*What the exercise asks*. Count the lines in the listing below that contain the word "background" and give only that number.

*Exercise data*.
========================
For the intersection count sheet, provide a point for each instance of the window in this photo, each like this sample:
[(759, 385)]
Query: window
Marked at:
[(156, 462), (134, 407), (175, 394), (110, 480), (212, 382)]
========================
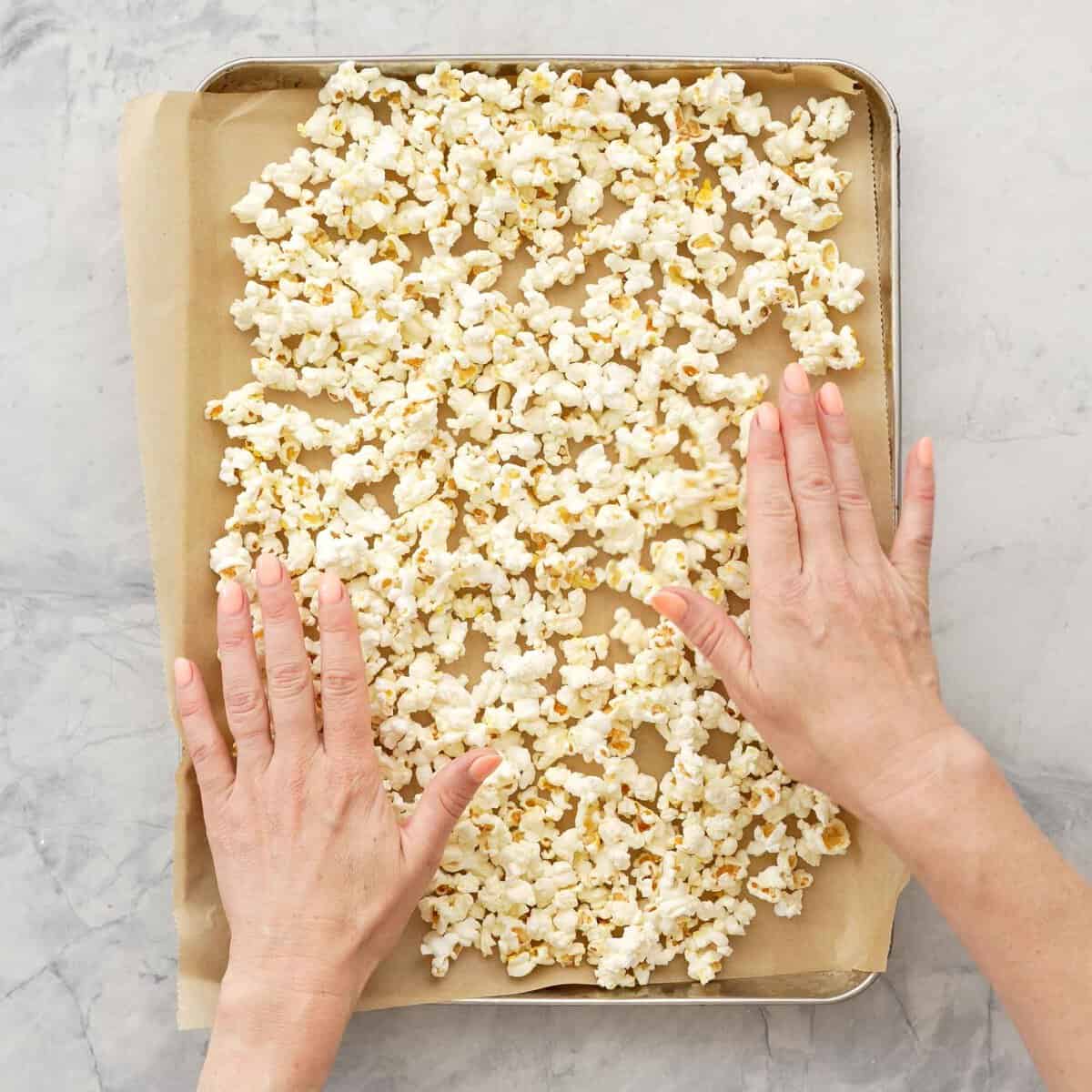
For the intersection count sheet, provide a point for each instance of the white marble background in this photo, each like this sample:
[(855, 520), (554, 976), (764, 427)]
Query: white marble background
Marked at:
========================
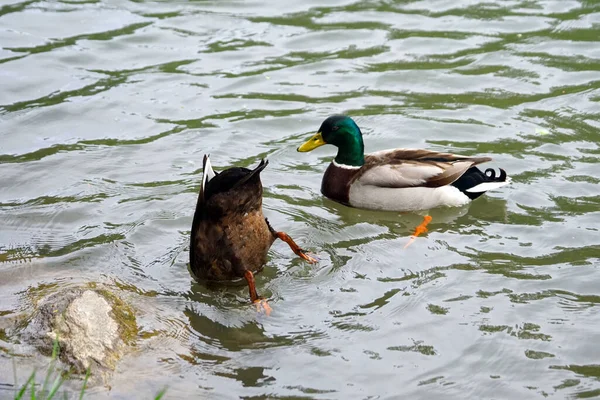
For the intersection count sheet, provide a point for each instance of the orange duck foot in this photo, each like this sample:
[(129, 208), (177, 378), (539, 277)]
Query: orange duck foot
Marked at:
========================
*Result of this task*. 2